Can you copy out the records below, starting with the line with "Objective — for every instance of the black coat" and going on through the line with "[[522, 317], [683, 466], [427, 382]]", with the requests kept as they are, and offset every coordinate in the answers by -48?

╭─ The records

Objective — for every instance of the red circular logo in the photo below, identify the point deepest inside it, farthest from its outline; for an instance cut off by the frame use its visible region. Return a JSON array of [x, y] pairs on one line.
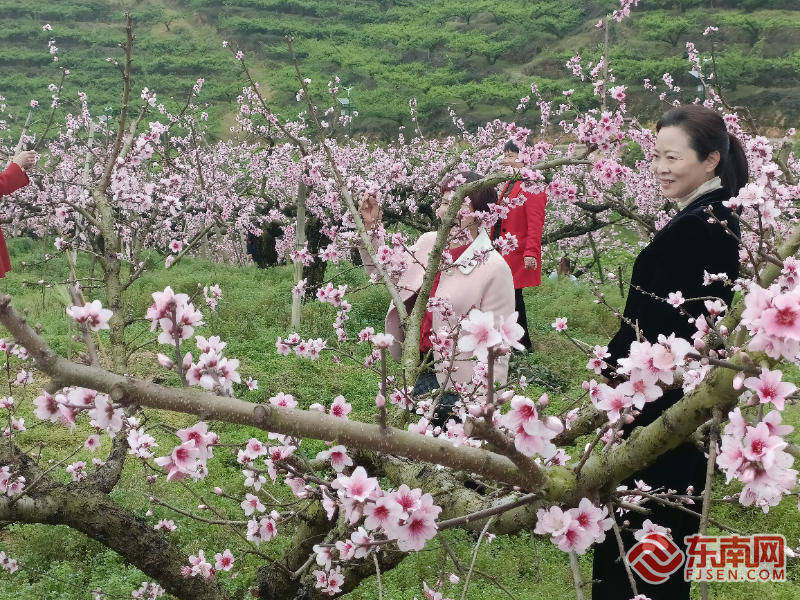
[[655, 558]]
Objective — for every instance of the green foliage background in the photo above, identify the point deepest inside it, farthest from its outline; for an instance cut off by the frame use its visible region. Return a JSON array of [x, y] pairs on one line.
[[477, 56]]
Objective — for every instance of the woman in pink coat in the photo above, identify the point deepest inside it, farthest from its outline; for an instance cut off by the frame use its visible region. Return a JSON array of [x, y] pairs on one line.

╰─
╭─ The records

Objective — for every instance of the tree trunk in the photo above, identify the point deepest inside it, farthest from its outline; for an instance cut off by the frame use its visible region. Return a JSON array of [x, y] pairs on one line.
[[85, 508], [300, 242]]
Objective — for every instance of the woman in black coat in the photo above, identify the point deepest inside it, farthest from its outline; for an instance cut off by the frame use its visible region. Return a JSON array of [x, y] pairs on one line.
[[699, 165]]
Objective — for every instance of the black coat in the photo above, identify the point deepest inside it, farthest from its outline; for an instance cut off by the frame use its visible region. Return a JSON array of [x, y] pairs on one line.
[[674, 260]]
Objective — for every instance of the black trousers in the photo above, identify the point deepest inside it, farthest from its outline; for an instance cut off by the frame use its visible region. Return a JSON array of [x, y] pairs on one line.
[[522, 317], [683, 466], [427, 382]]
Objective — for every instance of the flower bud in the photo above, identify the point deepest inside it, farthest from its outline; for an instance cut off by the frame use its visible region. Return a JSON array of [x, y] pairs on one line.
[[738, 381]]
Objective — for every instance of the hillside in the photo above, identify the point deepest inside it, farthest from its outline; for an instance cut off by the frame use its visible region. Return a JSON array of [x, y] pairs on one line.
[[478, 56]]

╰─
╭─ The records

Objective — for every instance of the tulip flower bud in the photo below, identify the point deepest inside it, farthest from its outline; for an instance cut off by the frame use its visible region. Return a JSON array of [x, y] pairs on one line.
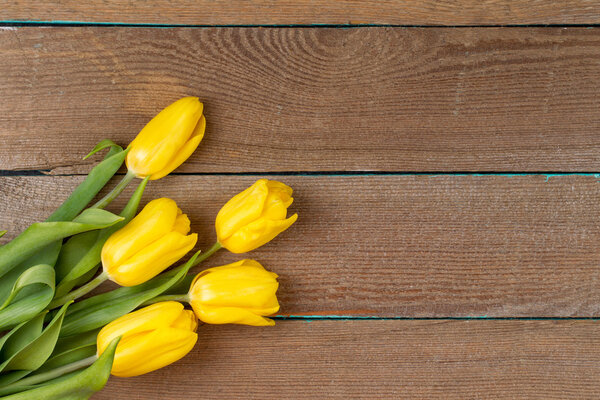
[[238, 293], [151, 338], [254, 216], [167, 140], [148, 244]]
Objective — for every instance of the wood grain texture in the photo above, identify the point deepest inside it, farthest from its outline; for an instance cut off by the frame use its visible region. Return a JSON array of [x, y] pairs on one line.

╰─

_Completed exercise_:
Objective — for every instance of the black coat in the photo above, identify the point deepest inside it, farthest from its outline; for an instance cut off by the frame use its visible region. Return a JSON array of [x, y] pairs on one line.
[[626, 212]]
Objective — for every instance of the black trousers in the photo above, identify the point deepest inside it, farthest from its outline; for an instance cut off by the frame use its visible region. Return a JSON array of [x, y] pairs on one line.
[[474, 269], [635, 418], [379, 334]]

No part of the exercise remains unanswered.